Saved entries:
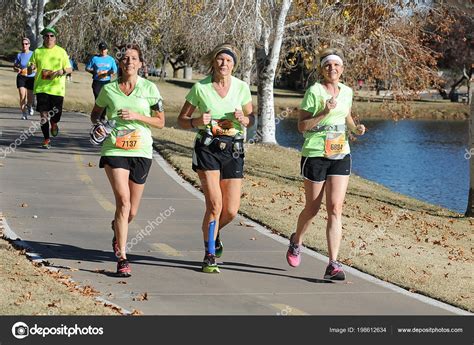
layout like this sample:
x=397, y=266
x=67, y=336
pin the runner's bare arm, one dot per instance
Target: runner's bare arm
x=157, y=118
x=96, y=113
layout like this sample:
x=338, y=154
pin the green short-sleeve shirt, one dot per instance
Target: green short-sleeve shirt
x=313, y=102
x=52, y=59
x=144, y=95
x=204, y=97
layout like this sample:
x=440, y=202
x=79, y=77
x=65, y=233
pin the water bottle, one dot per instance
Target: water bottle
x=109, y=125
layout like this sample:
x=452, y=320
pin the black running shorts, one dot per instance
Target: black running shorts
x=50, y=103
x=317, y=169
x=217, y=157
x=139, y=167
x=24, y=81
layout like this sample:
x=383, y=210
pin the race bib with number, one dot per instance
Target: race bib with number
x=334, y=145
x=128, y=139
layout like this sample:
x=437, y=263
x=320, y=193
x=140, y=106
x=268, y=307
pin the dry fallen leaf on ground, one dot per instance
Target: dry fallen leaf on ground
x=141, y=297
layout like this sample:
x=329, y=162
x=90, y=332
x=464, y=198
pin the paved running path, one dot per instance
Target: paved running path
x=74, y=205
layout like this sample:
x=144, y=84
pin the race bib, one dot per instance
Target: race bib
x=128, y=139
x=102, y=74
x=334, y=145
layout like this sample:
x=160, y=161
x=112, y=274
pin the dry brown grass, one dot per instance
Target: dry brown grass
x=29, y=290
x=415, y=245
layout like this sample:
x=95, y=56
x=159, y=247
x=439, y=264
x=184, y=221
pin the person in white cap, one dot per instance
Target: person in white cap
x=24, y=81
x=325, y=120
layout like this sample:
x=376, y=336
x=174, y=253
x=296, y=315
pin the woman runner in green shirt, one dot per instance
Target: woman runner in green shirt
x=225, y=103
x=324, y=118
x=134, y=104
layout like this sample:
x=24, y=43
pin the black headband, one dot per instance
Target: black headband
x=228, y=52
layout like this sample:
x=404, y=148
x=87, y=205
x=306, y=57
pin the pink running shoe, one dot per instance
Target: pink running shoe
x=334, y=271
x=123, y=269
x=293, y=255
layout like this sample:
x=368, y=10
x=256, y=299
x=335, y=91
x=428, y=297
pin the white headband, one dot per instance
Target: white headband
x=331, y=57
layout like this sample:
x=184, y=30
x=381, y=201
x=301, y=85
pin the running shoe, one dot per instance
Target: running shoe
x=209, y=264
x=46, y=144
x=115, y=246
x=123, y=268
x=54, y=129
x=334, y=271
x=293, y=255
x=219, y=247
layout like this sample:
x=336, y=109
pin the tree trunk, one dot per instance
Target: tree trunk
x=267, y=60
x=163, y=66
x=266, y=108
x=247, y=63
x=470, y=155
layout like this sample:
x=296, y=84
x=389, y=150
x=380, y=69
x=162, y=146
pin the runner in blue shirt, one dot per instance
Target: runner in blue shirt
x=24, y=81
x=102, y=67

* * *

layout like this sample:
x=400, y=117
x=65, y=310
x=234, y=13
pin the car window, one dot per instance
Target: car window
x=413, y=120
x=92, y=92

* _To do_: Start with the line above that contains "Target: runner's bare arm" and stop after the line that contains "pin the running shoe, one dot per instance". Output those lines exactly, and only those.

* _Expected output_:
Target: runner's bare arm
x=157, y=118
x=96, y=113
layout like this sample:
x=338, y=154
pin the green short-sleeve shirt, one dot per instance
Target: green short-sleeve shirt
x=313, y=102
x=52, y=59
x=144, y=95
x=204, y=97
layout like this sample:
x=440, y=202
x=79, y=77
x=65, y=233
pin the water bottle, one dot per instance
Target: water bottle
x=109, y=125
layout like this sample:
x=452, y=320
pin the black running shorts, one dot per instance
Target: black running shorts
x=50, y=103
x=317, y=169
x=217, y=157
x=139, y=167
x=24, y=81
layout like this sample:
x=383, y=210
pin the race bib with number, one dot per instance
Target: race bib with number
x=334, y=145
x=128, y=139
layout like this sample:
x=437, y=263
x=320, y=193
x=140, y=106
x=268, y=307
pin the dry fallen leaf on ground, one dot per instance
Target: dry fallen leaf on ground
x=141, y=297
layout like this sample:
x=329, y=162
x=90, y=332
x=464, y=198
pin the paved running path, one dot per instance
Target: paved running path
x=74, y=205
layout like this sample:
x=144, y=84
pin the race bib, one dot per instance
Target: race bib
x=128, y=139
x=102, y=74
x=334, y=145
layout like this sample:
x=160, y=161
x=112, y=274
pin the dry brown grass, one dot per instance
Target: dry brown grass
x=29, y=290
x=415, y=245
layout like this sample:
x=95, y=56
x=159, y=247
x=439, y=264
x=184, y=221
pin the person in white cap, one dot per instance
Target: person in white cap
x=24, y=81
x=325, y=120
layout like this sample:
x=376, y=336
x=174, y=253
x=296, y=315
pin the woman runner in green shirt, one dot per instance
Target: woman runner in green shirt
x=225, y=103
x=324, y=118
x=134, y=104
layout like this sample:
x=24, y=43
pin the black headband, one dot per instance
Target: black headband
x=228, y=52
layout like this sample:
x=404, y=148
x=87, y=205
x=306, y=57
pin the pink running shoe, one dot per instance
Target: pink running shoe
x=334, y=271
x=123, y=269
x=293, y=255
layout like this sample:
x=368, y=10
x=256, y=299
x=335, y=91
x=428, y=297
pin the white headband, one dot per instance
Target: white headband
x=331, y=57
layout like this sample:
x=184, y=30
x=381, y=201
x=301, y=85
pin the running shoe, one dot per instance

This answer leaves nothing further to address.